**Brief A**. In the annuity tax passage, repeat word for word the part from "ii. If the annuity" up to and including "of the Annuitant.".
**Brief B**.
Answer these from the annuity tax passage:
(i) What name is given to the ratio of the "investment in the contract" to the total amount of payments to be made after the Annuity Commencement Date?
(ii) Once the total excluded from income equals the investment in the contract, how are any additional payments, including surrenders, treated?
(iii) If annuity payments stop because the Annuitant dies with investment still unrecovered, for which year is the remaining portion allowed as a deduction?

**Extract**.
▽

B. DISTRIBUTIONS AFTER ANNUITY COMMENCEMENT DATE.
Annuity payments made periodically after the Annuity Commencement Date are
includable in gross income to the extent the payments exceed the amount
determined by the application of the ratio of the "investment in the contract"
to the total amount of the payments to be made after the Annuity Commencement
Date (the "exclusion ratio").
i. When the total of amounts excluded from income by application of the
exclusion ratio is equal to the investment in the contract as of the
Annuity Commencement Date, any additional payments (including surrenders)
will be entirely includable in gross income.
ii. If the annuity payments cease by reason of the death of the Annuitant and,
as of the date of death, the amount of annuity payments excluded from gross
income by the exclusion ratio does not exceed the investment in the
contract as of the Annuity Commencement Date, then the remaining portion of
unrecovered investment shall be allowed as a deduction for the last taxable
year of the Annuitant.

△

**Information supplied**.
▽

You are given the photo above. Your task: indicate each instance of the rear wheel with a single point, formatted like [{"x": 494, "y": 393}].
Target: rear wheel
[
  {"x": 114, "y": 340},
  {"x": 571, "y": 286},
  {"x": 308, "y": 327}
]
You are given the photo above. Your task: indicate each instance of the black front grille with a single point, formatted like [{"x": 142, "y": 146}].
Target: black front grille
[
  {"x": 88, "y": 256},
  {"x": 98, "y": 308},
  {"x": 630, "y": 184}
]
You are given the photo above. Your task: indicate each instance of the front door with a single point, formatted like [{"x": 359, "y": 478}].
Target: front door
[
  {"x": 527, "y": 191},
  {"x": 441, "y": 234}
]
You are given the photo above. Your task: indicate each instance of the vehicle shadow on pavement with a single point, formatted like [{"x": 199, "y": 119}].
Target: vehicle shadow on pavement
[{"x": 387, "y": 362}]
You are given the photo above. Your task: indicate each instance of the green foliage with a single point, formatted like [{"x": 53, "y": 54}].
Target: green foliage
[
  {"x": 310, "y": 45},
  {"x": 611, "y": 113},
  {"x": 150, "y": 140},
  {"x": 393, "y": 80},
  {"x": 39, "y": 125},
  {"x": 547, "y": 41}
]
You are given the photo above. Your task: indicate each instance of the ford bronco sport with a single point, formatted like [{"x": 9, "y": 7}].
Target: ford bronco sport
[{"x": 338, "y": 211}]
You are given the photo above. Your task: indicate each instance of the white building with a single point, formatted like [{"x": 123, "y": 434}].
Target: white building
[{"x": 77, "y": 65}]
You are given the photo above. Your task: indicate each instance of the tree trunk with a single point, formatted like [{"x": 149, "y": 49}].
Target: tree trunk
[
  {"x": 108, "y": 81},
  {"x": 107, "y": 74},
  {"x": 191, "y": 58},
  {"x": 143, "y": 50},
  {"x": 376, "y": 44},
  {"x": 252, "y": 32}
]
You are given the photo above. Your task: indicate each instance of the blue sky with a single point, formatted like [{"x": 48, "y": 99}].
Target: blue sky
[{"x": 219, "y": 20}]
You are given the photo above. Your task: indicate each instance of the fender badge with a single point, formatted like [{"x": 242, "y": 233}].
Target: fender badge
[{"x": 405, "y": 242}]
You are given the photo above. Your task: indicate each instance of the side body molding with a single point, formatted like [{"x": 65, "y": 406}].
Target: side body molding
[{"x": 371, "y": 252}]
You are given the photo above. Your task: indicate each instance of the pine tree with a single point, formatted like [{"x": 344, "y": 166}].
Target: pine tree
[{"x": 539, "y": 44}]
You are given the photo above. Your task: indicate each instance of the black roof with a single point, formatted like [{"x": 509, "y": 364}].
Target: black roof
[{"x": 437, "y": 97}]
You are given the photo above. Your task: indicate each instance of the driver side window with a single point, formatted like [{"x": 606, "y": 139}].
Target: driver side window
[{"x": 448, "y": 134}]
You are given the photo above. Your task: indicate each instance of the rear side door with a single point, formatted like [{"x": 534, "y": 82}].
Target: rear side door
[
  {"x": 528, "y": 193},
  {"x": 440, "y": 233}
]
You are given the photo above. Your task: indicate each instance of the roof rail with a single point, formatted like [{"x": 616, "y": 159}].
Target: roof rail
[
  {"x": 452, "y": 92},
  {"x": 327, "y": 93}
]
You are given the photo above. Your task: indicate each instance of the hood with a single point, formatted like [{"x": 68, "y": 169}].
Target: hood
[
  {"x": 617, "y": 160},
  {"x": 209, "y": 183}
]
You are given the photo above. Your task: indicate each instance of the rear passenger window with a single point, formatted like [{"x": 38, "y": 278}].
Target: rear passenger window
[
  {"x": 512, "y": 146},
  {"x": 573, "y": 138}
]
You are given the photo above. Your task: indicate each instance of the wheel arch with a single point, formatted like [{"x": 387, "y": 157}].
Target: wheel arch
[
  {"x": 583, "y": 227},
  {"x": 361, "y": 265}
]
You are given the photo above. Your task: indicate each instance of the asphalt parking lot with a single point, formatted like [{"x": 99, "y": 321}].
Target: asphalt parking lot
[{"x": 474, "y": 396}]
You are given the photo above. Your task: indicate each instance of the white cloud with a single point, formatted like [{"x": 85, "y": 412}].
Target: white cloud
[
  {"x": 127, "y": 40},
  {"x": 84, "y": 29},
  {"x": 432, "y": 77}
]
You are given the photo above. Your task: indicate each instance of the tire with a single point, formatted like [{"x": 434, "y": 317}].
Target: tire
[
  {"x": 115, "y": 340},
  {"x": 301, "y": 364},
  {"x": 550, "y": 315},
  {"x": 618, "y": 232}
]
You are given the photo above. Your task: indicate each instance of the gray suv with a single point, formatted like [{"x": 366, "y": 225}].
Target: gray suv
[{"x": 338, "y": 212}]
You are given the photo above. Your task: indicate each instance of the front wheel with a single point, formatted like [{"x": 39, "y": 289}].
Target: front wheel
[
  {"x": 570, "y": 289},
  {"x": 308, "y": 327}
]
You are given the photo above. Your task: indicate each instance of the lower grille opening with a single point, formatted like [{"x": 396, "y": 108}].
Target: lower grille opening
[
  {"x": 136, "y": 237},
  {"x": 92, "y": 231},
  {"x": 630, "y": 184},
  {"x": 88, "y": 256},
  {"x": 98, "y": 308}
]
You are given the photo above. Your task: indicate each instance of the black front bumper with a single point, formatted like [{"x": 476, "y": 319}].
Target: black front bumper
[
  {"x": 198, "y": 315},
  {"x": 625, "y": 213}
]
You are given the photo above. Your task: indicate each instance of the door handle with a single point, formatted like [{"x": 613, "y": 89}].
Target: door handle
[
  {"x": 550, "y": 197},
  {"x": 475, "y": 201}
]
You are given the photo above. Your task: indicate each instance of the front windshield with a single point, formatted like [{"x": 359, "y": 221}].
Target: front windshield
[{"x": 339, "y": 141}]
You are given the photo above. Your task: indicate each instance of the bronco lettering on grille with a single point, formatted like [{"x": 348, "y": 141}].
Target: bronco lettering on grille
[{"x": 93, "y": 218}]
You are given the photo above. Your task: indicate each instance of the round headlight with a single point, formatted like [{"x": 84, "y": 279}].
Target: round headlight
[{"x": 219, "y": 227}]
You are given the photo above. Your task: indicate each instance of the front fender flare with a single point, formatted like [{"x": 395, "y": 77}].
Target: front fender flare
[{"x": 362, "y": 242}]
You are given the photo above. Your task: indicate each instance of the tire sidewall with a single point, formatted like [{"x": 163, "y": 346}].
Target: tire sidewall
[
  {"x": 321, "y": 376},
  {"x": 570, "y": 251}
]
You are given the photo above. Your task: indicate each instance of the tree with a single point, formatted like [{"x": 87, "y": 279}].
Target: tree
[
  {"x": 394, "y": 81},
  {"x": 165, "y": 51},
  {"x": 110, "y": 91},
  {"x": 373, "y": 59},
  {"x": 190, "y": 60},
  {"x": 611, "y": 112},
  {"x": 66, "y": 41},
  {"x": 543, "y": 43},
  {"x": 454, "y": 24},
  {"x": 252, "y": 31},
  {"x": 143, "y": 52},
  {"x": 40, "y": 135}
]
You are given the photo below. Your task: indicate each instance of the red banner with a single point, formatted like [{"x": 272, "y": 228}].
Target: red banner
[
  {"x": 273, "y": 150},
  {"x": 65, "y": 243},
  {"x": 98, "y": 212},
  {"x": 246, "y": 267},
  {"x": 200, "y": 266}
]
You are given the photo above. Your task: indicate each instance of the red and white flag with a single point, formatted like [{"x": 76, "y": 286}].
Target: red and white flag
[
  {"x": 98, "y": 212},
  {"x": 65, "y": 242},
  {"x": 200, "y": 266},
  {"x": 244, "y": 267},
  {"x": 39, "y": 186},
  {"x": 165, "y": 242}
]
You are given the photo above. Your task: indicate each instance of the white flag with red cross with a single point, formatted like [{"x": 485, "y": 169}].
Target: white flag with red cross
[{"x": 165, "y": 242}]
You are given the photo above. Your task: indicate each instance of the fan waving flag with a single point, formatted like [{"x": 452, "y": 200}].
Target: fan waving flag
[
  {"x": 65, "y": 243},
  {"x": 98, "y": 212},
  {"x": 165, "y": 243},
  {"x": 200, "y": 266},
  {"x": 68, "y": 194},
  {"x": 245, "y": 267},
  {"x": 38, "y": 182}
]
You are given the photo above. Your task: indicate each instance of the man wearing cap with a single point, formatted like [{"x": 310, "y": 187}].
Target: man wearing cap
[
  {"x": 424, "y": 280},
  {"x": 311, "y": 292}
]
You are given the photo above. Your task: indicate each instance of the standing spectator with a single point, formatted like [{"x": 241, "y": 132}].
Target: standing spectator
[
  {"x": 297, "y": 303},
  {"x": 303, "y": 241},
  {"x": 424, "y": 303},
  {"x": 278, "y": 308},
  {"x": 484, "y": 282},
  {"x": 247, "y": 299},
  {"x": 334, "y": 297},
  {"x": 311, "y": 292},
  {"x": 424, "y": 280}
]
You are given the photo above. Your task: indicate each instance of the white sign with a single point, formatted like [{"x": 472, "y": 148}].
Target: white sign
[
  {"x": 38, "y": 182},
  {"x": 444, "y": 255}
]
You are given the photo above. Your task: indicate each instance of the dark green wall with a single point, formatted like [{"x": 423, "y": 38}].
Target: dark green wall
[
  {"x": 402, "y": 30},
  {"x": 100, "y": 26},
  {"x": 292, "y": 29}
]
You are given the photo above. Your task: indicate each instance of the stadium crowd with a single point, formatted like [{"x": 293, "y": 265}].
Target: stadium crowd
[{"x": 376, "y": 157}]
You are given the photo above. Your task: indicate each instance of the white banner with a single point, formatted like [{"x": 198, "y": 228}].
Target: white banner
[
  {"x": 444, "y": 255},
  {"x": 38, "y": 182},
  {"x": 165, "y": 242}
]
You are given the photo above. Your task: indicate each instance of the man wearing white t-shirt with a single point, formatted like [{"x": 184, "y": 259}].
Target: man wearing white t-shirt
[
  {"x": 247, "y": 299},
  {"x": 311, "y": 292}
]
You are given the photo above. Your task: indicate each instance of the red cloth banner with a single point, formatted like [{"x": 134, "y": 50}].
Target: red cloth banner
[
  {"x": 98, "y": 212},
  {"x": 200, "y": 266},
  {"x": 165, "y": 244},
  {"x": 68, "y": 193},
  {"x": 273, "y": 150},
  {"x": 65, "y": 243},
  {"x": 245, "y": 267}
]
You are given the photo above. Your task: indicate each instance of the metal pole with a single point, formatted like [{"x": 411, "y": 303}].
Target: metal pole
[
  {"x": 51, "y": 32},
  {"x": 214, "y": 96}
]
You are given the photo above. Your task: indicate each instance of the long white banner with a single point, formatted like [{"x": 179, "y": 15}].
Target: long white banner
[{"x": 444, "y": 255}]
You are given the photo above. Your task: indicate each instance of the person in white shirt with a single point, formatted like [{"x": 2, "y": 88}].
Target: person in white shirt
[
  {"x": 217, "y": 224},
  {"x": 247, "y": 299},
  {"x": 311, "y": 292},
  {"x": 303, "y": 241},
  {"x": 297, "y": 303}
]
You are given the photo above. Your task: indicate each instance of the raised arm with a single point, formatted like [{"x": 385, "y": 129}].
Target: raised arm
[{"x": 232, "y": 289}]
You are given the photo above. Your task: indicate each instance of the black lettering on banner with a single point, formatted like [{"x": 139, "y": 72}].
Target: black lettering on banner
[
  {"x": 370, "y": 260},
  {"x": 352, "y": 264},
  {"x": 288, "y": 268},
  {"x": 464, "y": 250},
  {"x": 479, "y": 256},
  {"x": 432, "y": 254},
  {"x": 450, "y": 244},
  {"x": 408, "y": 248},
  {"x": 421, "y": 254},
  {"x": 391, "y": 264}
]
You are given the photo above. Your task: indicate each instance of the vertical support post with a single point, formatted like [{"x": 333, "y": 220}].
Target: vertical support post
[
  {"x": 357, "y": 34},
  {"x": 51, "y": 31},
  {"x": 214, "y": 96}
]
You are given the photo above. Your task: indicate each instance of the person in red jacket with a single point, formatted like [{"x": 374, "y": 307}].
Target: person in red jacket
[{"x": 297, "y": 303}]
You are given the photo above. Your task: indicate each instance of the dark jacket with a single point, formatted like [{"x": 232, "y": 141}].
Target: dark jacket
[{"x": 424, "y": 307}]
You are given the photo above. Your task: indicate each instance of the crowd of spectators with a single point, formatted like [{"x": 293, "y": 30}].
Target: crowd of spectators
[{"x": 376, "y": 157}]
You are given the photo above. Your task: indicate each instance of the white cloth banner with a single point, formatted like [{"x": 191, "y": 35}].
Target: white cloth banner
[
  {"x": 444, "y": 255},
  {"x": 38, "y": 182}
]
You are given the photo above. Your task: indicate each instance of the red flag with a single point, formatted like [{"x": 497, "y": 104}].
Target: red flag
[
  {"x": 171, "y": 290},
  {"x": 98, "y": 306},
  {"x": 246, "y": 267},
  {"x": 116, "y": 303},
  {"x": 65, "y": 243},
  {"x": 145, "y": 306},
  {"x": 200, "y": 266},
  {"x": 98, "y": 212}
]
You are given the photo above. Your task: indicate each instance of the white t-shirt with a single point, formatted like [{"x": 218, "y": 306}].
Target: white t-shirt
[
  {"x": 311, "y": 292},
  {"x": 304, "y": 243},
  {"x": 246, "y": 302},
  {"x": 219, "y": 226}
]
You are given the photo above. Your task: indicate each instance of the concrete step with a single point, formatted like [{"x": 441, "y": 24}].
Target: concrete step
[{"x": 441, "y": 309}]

△

**Result A**.
ii. If the annuity payments cease by reason of the death of the Annuitant and,
as of the date of death, the amount of annuity payments excluded from gross
income by the exclusion ratio does not exceed the investment in the
contract as of the Annuity Commencement Date, then the remaining portion of
unrecovered investment shall be allowed as a deduction for the last taxable
year of the Annuitant.

**Result B**.
(i) The "exclusion ratio."
(ii) They are entirely includable in gross income.
(iii) The last taxable year of the Annuitant.